● Exercise objective
Set down exactly the lines from the one containing "Format: JSON array" through the end of the records below, both included, and nothing else.

● Referring expression grounding data
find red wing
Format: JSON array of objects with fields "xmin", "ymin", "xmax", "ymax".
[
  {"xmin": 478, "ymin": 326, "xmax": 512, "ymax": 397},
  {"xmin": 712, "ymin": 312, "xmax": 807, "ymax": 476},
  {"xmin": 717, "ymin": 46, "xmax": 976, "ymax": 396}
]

● Finished exercise
Format: JSON array of objects with fields "xmin", "ymin", "xmax", "ymax".
[
  {"xmin": 478, "ymin": 326, "xmax": 512, "ymax": 397},
  {"xmin": 712, "ymin": 312, "xmax": 807, "ymax": 476},
  {"xmin": 717, "ymin": 46, "xmax": 976, "ymax": 396}
]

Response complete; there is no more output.